WHAT YOU WILL DO: Please give the listing again in its entirety, exactly as written.

>>

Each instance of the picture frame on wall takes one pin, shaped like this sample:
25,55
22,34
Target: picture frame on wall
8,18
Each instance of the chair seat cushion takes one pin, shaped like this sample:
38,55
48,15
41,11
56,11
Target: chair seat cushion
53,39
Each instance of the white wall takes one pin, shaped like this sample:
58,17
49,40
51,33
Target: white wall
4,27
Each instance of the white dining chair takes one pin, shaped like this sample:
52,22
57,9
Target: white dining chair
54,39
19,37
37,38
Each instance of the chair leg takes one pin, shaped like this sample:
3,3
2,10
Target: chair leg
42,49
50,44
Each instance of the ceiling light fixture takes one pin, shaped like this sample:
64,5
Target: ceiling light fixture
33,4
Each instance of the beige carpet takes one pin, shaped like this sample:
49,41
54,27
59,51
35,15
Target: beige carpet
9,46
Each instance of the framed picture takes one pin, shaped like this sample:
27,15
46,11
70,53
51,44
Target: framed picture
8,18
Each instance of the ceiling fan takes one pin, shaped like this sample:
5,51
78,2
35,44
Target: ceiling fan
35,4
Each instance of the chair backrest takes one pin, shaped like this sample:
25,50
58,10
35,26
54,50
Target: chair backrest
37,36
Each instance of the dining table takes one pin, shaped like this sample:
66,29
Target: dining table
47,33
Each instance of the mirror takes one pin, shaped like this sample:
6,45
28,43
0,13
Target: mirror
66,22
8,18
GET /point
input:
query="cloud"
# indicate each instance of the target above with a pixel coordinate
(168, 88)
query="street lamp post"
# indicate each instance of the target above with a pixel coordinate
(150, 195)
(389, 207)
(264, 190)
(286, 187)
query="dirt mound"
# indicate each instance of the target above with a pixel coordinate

<<

THE COMPLETED TASK:
Each instance of the picture frame on wall takes one pin, shaped like this sample:
25,55
22,34
Target: picture frame on wall
8,18
Each instance of the chair seat cushion takes one pin, shaped like this sample:
38,55
48,15
41,11
56,11
Target: chair seat cushion
53,39
Each instance of the white wall takes one pin, shaped like this sample:
58,17
49,40
51,33
Target: white wall
4,27
Each instance of the white dining chair takes one pin, shaped like this sample:
52,22
57,9
Target: white dining chair
54,39
19,37
37,38
Each instance of the chair leg takes one pin, shaped like this sample:
3,3
2,10
Target: chair leg
42,49
50,44
Each instance of the ceiling light fixture takes one pin, shaped like this sample:
64,5
Target: ceiling light fixture
33,4
Each instance of the beige carpet takes one pin, shaped like this sample:
49,41
54,27
59,51
35,15
Target: beige carpet
9,46
Each instance of the framed picture takes one pin, shaped like this sample:
27,15
46,11
70,53
51,44
Target: framed picture
8,18
Each instance of the ceiling fan takes one pin, shaped like this sample:
5,51
78,2
35,44
Target: ceiling fan
35,4
Each instance of the chair backrest takes one pin, shaped like this sample:
25,50
58,10
35,26
54,50
Target: chair backrest
37,36
Each instance of the dining table takes one pin, shaped like this sample:
66,29
Target: dining table
47,33
Each instance of the mirror takes one pin, shaped like this sample:
6,45
28,43
0,13
Target: mirror
66,22
8,18
GET /point
input:
query="cloud"
# indicate each instance of the target above with a pixel coordinate
(168, 88)
query="street lamp post"
# indicate each instance of the target above with a pixel coordinate
(150, 195)
(389, 207)
(264, 190)
(286, 187)
query="dirt mound"
# indicate each instance of the target above with a pixel coordinate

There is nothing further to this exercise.